Set the listing down unchanged, minus every embedded image.

--- BEGIN Available data ---

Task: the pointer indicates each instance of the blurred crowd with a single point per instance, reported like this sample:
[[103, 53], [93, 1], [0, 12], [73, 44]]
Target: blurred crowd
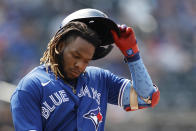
[[165, 30]]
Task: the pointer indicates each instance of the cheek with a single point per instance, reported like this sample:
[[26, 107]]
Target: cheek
[[67, 60]]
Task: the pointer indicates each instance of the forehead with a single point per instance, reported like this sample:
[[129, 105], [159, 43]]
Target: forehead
[[82, 46], [80, 43]]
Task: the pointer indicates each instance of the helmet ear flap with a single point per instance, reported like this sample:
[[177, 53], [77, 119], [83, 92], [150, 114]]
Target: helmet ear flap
[[101, 51]]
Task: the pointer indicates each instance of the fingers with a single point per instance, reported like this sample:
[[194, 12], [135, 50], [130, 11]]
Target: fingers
[[114, 34], [122, 27], [125, 29]]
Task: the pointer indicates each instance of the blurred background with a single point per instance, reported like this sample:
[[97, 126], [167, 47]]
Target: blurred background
[[166, 34]]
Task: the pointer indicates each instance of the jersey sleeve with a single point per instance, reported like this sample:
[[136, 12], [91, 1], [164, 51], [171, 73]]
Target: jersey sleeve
[[116, 86], [25, 107]]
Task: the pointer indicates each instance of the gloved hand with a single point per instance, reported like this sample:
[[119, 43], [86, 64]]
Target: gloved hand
[[126, 42]]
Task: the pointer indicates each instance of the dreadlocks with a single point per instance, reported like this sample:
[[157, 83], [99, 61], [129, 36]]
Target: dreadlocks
[[52, 57]]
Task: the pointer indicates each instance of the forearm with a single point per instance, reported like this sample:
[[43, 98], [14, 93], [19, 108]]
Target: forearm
[[141, 82]]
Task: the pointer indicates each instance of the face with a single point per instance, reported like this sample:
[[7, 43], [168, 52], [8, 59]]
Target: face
[[76, 56]]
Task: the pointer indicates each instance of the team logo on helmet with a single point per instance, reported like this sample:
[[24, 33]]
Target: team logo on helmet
[[95, 116]]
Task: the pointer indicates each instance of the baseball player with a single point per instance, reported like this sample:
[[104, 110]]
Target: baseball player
[[65, 94]]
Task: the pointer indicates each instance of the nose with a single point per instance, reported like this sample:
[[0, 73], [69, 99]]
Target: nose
[[81, 65]]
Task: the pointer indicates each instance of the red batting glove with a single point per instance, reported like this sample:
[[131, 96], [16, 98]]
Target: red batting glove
[[126, 42]]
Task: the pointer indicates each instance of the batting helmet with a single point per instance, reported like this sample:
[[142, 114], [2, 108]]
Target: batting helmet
[[100, 23]]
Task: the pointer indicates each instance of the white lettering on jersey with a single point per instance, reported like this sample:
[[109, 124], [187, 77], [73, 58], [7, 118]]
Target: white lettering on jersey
[[86, 92], [57, 98], [46, 83], [96, 96]]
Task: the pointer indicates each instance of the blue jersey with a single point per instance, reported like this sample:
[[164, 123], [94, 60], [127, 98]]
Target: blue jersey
[[42, 102]]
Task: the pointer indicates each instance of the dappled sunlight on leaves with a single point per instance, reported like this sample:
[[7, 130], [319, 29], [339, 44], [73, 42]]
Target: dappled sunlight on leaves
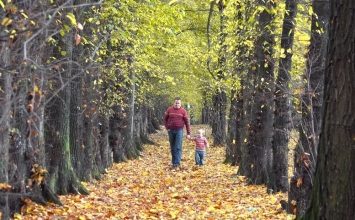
[[147, 189]]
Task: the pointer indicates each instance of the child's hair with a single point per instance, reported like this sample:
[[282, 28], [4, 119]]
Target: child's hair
[[201, 131]]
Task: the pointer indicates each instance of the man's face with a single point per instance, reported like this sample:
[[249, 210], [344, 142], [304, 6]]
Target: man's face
[[177, 104]]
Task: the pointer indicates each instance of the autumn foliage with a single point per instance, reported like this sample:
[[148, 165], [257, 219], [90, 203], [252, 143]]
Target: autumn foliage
[[147, 189]]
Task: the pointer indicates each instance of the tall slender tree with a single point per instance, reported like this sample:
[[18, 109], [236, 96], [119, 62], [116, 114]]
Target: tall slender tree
[[305, 154], [279, 173], [256, 157], [333, 189]]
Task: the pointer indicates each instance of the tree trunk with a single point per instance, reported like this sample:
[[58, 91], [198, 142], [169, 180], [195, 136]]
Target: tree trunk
[[233, 149], [279, 173], [333, 190], [257, 153], [63, 178], [6, 169], [219, 124], [305, 154]]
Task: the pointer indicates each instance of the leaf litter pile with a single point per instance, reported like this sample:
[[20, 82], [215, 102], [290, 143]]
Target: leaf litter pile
[[146, 188]]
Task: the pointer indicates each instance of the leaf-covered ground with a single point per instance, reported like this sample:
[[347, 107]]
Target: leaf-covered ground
[[147, 189]]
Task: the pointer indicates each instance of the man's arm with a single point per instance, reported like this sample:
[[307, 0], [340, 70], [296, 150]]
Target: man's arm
[[166, 118]]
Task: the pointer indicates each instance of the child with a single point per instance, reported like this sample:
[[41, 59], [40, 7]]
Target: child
[[201, 145]]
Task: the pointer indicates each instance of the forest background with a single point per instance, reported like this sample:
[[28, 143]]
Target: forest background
[[83, 83]]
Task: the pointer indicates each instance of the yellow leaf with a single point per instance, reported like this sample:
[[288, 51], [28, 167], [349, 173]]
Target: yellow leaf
[[211, 208]]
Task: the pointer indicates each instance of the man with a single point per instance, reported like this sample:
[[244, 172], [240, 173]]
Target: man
[[175, 118]]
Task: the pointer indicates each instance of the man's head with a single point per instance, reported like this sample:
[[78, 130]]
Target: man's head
[[177, 102]]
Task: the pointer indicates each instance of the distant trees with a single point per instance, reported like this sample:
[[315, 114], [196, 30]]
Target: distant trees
[[68, 97]]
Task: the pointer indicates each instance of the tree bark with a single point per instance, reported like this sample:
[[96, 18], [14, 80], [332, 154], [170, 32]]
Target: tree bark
[[257, 154], [305, 154], [279, 173], [333, 190]]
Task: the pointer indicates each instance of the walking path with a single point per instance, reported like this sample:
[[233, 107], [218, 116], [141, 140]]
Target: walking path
[[146, 189]]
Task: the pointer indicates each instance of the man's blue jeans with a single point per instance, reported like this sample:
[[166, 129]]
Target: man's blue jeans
[[200, 157], [175, 139]]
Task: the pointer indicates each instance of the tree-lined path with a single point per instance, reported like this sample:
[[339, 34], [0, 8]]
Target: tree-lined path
[[146, 189]]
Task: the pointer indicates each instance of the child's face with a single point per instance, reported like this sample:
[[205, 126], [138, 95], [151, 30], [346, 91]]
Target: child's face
[[200, 134]]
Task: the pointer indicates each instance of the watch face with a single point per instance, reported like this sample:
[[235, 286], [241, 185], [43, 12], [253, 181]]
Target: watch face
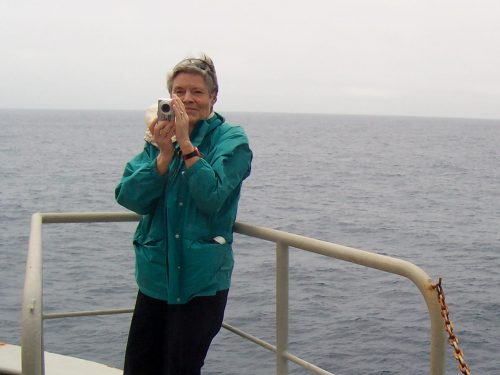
[[192, 154]]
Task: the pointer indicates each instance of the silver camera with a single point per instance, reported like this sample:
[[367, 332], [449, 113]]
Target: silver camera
[[165, 111]]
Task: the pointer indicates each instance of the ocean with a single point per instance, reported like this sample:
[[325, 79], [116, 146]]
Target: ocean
[[426, 190]]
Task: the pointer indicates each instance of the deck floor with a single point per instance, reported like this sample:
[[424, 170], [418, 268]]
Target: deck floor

--- END Available data ---

• **Expected output**
Task: the pointer indicates each instance of the blurred crowd with a single point per instance, reported like this sample:
[[103, 53], [93, 1], [0, 12], [73, 44]]
Target: blurred crowd
[[165, 30]]
Task: the pointer indicates each instance of the cheek with a single point per instance, reported like this sample:
[[26, 107]]
Target: cheek
[[67, 60]]
Task: the pointer indicates each instance of the forehead with a single point per instance, reported like this sample:
[[129, 105], [159, 43]]
Target: forehead
[[82, 46], [80, 43]]
Task: the pointer indicates each instance of the helmet ear flap with a single point per instance, reported like this sample:
[[177, 53], [77, 119], [83, 92], [150, 114]]
Target: helmet ear flap
[[101, 51]]
Task: the pointer indicates each instance of the fingers with a single point per instance, reported like this sample:
[[194, 12], [135, 50], [130, 11]]
Target: fingers
[[114, 34], [122, 27], [125, 29]]
Task: the pointer indicates each instance of the blurred background with a single point per instance, reported like this sample:
[[97, 126], [167, 47]]
Target: blurred background
[[166, 34]]
Task: the pointer indicates each instance of the jersey sleeve with a single point per instance, reported like this sample:
[[136, 12], [91, 1], [164, 51], [171, 73]]
Target: jersey sleeve
[[116, 86], [25, 107]]
Task: the pointer indicates each instance of the gloved hand with a single point per instance, reported like this sample:
[[119, 43], [86, 64]]
Target: gloved hand
[[126, 42]]
Task: the pointer indicates each instance of the dreadlocks with a single point per instance, reported like this sample:
[[157, 83], [99, 61], [129, 36]]
Target: dreadlocks
[[52, 57]]
Task: the pointer indicates each instance of the forearm with a single point per instance, reported like this sample:
[[43, 98], [14, 93], [19, 108]]
Target: forearm
[[141, 82]]
Task: the pointer indicates each instance of the face with a single point per instance, reported like this sample:
[[7, 43], [168, 52], [8, 59]]
Target: face
[[76, 56]]
Task: the pointer indicates each instance of the team logo on helmet with a single point per instance, reported like this sample:
[[24, 33]]
Target: team logo on helmet
[[95, 116]]
Task: the pointer indicates each instance of the baseball player with a single point per instance, reported like this sample:
[[104, 110]]
Target: baseball player
[[65, 94]]
Task: the pointer indicates each instance of the nose with a single point per instance, reported like this sample:
[[0, 73], [69, 99]]
Target: nose
[[81, 65]]
Task: the pointer indicates each instance of the red batting glove with a single point per instance, reported like this sample:
[[131, 96], [16, 98]]
Target: red batting glove
[[126, 42]]
Task: the pointer indicates each instance of the batting helmet with a single point per instance, reported like this sample:
[[142, 114], [2, 108]]
Target: batting helmet
[[100, 23]]
Task: the pointer indicates each instance of the white lettering on jersey with a single point per instance, reported like this sample:
[[109, 124], [187, 77], [73, 58], [7, 118]]
Target: white lettering on jersey
[[86, 92], [57, 98], [46, 83], [96, 96]]
Task: the pointer indicates each instance of the blue jersey with a single point per instance, reported like this sample:
[[164, 123], [94, 60], [127, 98]]
Target: blue jersey
[[42, 102]]
Task: the pointer indicates each instance of the dappled sunlight on leaves with a single point per instance, reported like this sample:
[[7, 130], [319, 29], [339, 44], [73, 42]]
Target: dappled sunlight on leaves
[[147, 189]]
Task: the pointer indicates each instance of the child's hair with a single point per instance, reported like this sample:
[[282, 28], [4, 119]]
Target: child's hair
[[201, 131]]
Task: the pointer indicates each instance of the man's face with a single point per instance, reported like this sample:
[[249, 210], [344, 142], [304, 6]]
Target: man's face
[[177, 104]]
Task: the pointer indicates each instance of the autumn foliage with a single point per instance, reported like this sample:
[[148, 165], [257, 219], [90, 203], [252, 143]]
Target: autumn foliage
[[147, 189]]
Task: the pointer indicates each instance of the tall slender tree with a single point per instance, reported like this sample:
[[18, 109], [236, 96], [119, 62], [116, 114]]
Target: tall slender tree
[[305, 154], [279, 173], [256, 157], [333, 189]]
Task: the pointer indicates each instance of the tree trunk with a single point per instance, reported like this sample:
[[58, 91], [198, 142], [169, 180], [195, 136]]
Target: tree trunk
[[233, 149], [279, 173], [333, 190], [257, 153], [63, 178], [6, 169], [219, 124], [305, 154]]
Task: the pointer indicates each instance of the leaf litter pile with a single point per instance, reported like this sample:
[[20, 82], [215, 102], [290, 143]]
Target: leaf litter pile
[[146, 188]]
Task: the pointer indicates each instance of the leaf-covered ground with a single point per instance, reported like this sample:
[[347, 107]]
Target: leaf-covered ground
[[147, 189]]
Task: the pointer indicates each instance of the man's arm with a single point per instance, reported like this sample:
[[307, 0], [340, 70], [296, 150]]
Target: man's arm
[[166, 118]]
Task: the pointer indicates each instance of the child with a single point per instance, reported like this sample:
[[41, 59], [40, 7]]
Target: child
[[201, 145]]
Task: the pointer indicates each instance of the forest background with a single point per instance, reported like this sample:
[[28, 143]]
Target: forest background
[[83, 83]]
Task: the pointer indicates each instance of the yellow leaf with a single point per instance, reported like this sample:
[[288, 51], [28, 167], [349, 173]]
Target: yellow leaf
[[211, 208]]
Task: the pointer indicates each instance of the man with a single point per instance, reported like this sample:
[[244, 172], [240, 173]]
Target: man
[[175, 118]]
Task: the pointer indicates each instance of the man's head with a single point per instance, reported like this sample:
[[78, 130]]
Target: man's head
[[177, 102]]
Task: the pointer indicates each instance of the distant trees with a single point per instance, reported like this sample:
[[315, 114], [196, 30]]
Target: distant trees
[[68, 97]]
Task: the pointer indicates each instance of the tree bark with a single point per instance, reported like this sample:
[[96, 18], [14, 80], [332, 154], [170, 32]]
Target: tree bark
[[257, 154], [305, 154], [279, 173], [333, 190]]
Task: the pointer indicates each instance of the walking path with a single point per instance, reported like this sample:
[[233, 107], [218, 116], [141, 140]]
Target: walking path
[[146, 189]]
Task: the pointer indicates each instance of the man's blue jeans with a single point per instance, reported like this sample:
[[166, 129]]
Target: man's blue jeans
[[200, 157], [175, 139]]
Task: the pointer indicates each instance of the tree-lined path with a single point per instance, reported like this sample:
[[339, 34], [0, 8]]
Target: tree-lined path
[[146, 189]]
Task: the pointer indicates each instance of the child's face with a single point per instance, reported like this sample:
[[205, 126], [138, 95], [151, 30], [346, 91]]
Target: child's face
[[200, 134]]
Task: the pointer indicates each instance of the watch face with a single point per instance, reported like this sample:
[[235, 286], [241, 185], [43, 12], [253, 181]]
Target: watch face
[[192, 154]]
Task: the pointer indicates each instance of the silver camera with a single point per instance, reported like this sample:
[[367, 332], [449, 113]]
Target: silver camera
[[165, 111]]
Task: the pointer indicates each instance of the ocean with a single point per instance, reported like this sample:
[[325, 79], [116, 146]]
Target: ocean
[[426, 190]]
Task: the pointer indicates each instance of the deck floor with a single point per instance, reported like this sample:
[[424, 170], [418, 268]]
Target: deck floor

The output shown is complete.